[Start of section]
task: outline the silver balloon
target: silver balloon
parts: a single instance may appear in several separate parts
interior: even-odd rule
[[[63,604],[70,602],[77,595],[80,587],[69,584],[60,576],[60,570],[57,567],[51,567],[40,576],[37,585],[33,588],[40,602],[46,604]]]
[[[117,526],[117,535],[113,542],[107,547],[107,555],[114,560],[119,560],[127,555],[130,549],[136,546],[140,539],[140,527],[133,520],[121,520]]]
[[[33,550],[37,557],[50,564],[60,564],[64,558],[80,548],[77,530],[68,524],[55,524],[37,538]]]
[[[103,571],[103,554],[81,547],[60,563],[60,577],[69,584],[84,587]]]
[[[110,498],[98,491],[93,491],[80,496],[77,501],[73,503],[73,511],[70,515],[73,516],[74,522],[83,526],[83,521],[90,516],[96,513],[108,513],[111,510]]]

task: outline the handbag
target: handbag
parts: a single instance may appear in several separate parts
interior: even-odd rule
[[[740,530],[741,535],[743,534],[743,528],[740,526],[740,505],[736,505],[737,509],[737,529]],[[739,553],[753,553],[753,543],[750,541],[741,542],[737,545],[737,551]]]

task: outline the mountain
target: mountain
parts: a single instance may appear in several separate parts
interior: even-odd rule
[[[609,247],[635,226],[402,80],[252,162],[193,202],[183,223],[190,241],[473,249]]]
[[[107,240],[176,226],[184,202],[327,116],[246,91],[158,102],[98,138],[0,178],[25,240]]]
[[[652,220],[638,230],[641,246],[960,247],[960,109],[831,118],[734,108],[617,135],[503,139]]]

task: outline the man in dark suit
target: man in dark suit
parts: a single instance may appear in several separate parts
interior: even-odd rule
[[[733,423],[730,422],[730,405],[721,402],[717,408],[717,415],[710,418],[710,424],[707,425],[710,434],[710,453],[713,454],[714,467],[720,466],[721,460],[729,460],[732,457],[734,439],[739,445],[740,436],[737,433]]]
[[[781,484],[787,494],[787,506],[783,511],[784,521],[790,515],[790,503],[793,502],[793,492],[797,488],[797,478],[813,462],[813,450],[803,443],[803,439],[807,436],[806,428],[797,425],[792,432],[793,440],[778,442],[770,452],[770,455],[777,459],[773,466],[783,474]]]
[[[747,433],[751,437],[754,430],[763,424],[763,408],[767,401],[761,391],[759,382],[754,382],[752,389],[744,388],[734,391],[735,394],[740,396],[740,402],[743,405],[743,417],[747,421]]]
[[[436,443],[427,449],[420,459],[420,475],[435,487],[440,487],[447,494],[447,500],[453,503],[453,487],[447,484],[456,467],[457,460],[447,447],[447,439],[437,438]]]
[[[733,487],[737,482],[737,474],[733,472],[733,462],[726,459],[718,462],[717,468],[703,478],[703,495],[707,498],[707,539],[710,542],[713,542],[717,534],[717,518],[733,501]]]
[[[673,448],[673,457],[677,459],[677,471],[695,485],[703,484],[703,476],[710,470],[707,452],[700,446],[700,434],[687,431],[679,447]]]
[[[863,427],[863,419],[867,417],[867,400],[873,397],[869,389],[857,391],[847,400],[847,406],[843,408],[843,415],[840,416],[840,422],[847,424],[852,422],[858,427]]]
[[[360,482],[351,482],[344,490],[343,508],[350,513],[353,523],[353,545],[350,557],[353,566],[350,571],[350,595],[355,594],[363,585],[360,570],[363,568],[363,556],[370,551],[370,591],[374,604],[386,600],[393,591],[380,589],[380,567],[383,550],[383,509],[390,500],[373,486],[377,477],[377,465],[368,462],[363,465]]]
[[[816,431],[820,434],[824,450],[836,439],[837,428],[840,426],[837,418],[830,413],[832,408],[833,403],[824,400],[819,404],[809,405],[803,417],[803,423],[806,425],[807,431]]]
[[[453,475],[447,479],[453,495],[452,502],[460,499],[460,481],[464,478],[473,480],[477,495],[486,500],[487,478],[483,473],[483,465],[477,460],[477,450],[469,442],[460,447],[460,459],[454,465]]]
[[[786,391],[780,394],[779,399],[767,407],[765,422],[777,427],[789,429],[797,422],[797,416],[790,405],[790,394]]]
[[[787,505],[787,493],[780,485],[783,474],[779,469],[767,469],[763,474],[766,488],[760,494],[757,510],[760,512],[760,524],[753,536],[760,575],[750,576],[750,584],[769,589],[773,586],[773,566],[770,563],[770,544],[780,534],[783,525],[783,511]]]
[End of section]
▶ [What you will do]
An exact reproduction of the data is required. Leave nothing out.

▶ [Problem solution]
task: outline the silver balloon
target: silver balloon
parts: a single instance may appear in several separate parts
interior: even-odd rule
[[[63,604],[70,602],[77,595],[80,587],[69,584],[60,576],[60,570],[57,567],[51,567],[40,576],[37,585],[33,588],[40,602],[46,604]]]
[[[117,526],[117,535],[113,542],[107,547],[107,555],[114,560],[119,560],[127,555],[130,549],[136,546],[140,539],[140,527],[133,520],[121,520]]]
[[[33,550],[37,557],[50,564],[60,564],[64,558],[80,548],[77,530],[68,524],[55,524],[37,538]]]
[[[103,571],[103,554],[81,547],[60,563],[60,577],[69,584],[84,587]]]
[[[110,498],[98,491],[93,491],[80,496],[77,501],[73,503],[73,511],[70,515],[73,516],[74,522],[83,526],[83,521],[90,516],[96,513],[108,513],[111,510]]]

task: outline the handbag
target: handbag
parts: a single instance may appear in several separate parts
interior: even-odd rule
[[[740,530],[741,535],[743,534],[743,528],[740,526],[740,505],[736,505],[737,509],[737,529]],[[739,553],[753,553],[753,543],[750,541],[741,542],[737,545],[737,551]]]

task: outline the mountain
target: mountain
parts: a single instance may appear in several separate parts
interior: even-odd rule
[[[609,247],[635,226],[402,80],[252,162],[193,202],[183,223],[190,241],[473,249]]]
[[[107,240],[176,226],[184,202],[327,116],[246,91],[158,102],[98,138],[0,178],[25,240]]]
[[[652,220],[638,230],[641,246],[960,247],[960,109],[831,118],[734,108],[617,135],[503,139]]]

task: outline the man in dark suit
target: man in dark suit
parts: a single instance may appear in several separate parts
interior: even-odd rule
[[[733,423],[730,422],[730,405],[721,402],[717,408],[717,415],[710,418],[710,424],[707,425],[710,434],[710,453],[713,454],[714,467],[720,466],[721,460],[729,460],[732,457],[734,439],[739,445],[740,436],[737,433]]]
[[[781,484],[787,494],[787,506],[783,511],[784,521],[790,515],[790,503],[793,502],[793,492],[797,488],[797,478],[813,462],[813,450],[803,443],[803,439],[807,436],[806,428],[797,425],[792,432],[793,440],[778,442],[770,452],[770,455],[777,459],[773,466],[783,474]]]
[[[747,433],[751,437],[754,430],[763,424],[763,408],[767,401],[761,391],[759,382],[754,382],[752,389],[744,388],[734,391],[735,394],[740,396],[740,402],[743,405],[743,417],[747,421]]]
[[[436,443],[427,449],[420,459],[420,475],[435,487],[440,487],[447,494],[447,500],[453,503],[453,487],[447,484],[456,467],[457,460],[447,447],[447,439],[437,438]]]
[[[733,487],[737,482],[737,474],[733,472],[733,462],[726,459],[718,462],[717,468],[703,478],[703,495],[707,498],[707,539],[710,542],[713,542],[717,534],[717,518],[733,501]]]
[[[673,448],[673,457],[677,459],[677,471],[695,485],[703,484],[703,476],[710,470],[707,452],[700,446],[700,434],[687,431],[679,447]]]
[[[863,427],[863,419],[867,417],[867,400],[873,397],[869,389],[857,391],[847,400],[847,406],[843,408],[843,415],[840,416],[840,422],[847,424],[852,422],[858,427]]]
[[[360,482],[351,482],[344,490],[343,508],[350,513],[353,523],[353,545],[350,557],[353,566],[350,571],[350,595],[355,594],[363,585],[360,570],[363,568],[363,556],[370,551],[370,591],[374,604],[386,600],[393,591],[380,589],[380,567],[383,550],[383,509],[390,500],[373,486],[377,477],[377,465],[368,462],[363,465]]]
[[[816,431],[820,434],[824,450],[836,439],[837,428],[840,426],[837,418],[830,413],[832,408],[833,403],[824,400],[819,404],[809,405],[803,417],[803,423],[806,425],[807,431]]]
[[[453,475],[447,479],[453,495],[452,502],[460,499],[460,481],[464,478],[473,480],[477,495],[486,500],[487,478],[483,473],[483,465],[477,460],[477,450],[469,442],[460,447],[460,459],[454,465]]]
[[[786,391],[780,394],[779,399],[767,407],[765,422],[777,427],[789,429],[797,422],[797,416],[790,405],[790,394]]]
[[[787,505],[787,493],[780,485],[783,474],[779,469],[767,469],[763,474],[766,488],[760,494],[757,510],[760,512],[760,524],[753,536],[760,575],[750,576],[750,584],[769,589],[773,586],[773,566],[770,563],[770,544],[780,534],[783,525],[783,511]]]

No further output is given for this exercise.